Stored entries
==================================================

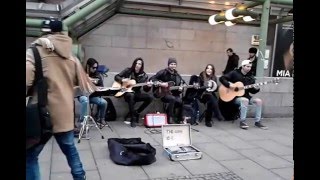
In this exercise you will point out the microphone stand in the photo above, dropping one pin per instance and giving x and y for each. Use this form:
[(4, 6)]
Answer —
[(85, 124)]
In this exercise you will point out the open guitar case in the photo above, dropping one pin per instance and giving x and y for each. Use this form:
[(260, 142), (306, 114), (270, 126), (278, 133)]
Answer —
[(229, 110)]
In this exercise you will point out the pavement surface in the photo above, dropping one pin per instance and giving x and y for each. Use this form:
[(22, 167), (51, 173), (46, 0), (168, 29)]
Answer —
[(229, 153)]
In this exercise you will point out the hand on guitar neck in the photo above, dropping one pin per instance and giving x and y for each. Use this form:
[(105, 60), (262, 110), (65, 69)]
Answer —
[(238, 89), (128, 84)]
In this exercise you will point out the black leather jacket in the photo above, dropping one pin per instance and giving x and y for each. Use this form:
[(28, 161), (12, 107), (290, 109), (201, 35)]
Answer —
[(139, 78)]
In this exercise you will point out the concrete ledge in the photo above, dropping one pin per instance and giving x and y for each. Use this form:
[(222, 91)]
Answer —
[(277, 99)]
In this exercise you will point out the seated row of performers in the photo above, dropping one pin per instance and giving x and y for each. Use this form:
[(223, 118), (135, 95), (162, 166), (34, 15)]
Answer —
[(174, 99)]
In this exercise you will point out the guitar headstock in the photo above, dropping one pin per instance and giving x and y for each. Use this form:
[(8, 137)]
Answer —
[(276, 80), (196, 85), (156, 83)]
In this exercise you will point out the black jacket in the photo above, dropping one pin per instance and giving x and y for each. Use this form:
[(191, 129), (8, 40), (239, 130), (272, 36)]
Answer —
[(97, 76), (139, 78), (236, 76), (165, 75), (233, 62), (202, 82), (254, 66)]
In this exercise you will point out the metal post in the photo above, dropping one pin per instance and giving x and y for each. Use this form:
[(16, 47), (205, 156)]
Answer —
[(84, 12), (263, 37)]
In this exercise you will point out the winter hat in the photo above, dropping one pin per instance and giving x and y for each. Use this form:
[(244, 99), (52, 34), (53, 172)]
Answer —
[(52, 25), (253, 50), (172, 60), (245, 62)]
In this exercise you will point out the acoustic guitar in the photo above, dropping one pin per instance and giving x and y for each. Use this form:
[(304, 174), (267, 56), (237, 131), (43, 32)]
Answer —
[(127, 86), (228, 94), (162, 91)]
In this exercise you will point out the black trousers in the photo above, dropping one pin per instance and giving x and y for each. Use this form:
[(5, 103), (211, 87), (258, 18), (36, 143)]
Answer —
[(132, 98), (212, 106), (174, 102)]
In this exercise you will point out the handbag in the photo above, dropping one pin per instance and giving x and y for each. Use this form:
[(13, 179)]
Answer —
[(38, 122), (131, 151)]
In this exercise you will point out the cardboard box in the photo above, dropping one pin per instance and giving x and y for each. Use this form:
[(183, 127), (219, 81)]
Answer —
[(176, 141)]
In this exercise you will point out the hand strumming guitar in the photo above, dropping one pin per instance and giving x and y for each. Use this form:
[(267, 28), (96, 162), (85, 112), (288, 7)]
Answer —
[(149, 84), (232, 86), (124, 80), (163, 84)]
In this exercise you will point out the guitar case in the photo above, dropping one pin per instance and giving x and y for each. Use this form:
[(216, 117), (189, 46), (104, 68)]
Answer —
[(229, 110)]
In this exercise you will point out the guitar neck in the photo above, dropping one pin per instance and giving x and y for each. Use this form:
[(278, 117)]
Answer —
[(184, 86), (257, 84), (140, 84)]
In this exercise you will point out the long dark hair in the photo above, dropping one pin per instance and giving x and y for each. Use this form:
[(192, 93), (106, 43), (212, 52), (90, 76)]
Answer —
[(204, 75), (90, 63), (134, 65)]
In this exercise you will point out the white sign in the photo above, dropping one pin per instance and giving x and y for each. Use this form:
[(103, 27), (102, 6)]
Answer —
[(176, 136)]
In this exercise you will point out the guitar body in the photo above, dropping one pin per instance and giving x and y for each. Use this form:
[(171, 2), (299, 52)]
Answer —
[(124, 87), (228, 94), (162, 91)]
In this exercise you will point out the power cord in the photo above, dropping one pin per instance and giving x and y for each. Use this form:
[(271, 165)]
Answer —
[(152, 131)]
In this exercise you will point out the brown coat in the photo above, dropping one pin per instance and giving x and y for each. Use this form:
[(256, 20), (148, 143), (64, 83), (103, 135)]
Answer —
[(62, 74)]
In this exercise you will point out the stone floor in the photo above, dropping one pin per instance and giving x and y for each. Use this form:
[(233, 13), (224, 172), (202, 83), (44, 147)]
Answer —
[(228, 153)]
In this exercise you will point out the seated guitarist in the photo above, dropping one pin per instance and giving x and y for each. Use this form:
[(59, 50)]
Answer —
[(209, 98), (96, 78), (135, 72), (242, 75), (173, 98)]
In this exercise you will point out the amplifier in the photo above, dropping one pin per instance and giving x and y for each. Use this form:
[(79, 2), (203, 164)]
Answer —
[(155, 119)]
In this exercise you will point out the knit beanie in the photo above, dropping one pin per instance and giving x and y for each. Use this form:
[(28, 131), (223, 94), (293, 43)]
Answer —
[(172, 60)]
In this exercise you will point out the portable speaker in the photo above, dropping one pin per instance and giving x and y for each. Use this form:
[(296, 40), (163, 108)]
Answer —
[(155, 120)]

==================================================

# WORK TO DO:
Copy the records from the line with "In this exercise you will point out the handbag" to the line with "[(38, 122), (131, 151)]", switching "handbag" to "shoulder bag" and keeping everything else the same.

# FINAL ANSWER:
In this exercise you will point out the shoulder bag in the photo above, dropping one pin per instance and giving x and y for each. Use this form:
[(13, 179)]
Answer —
[(38, 122), (131, 151)]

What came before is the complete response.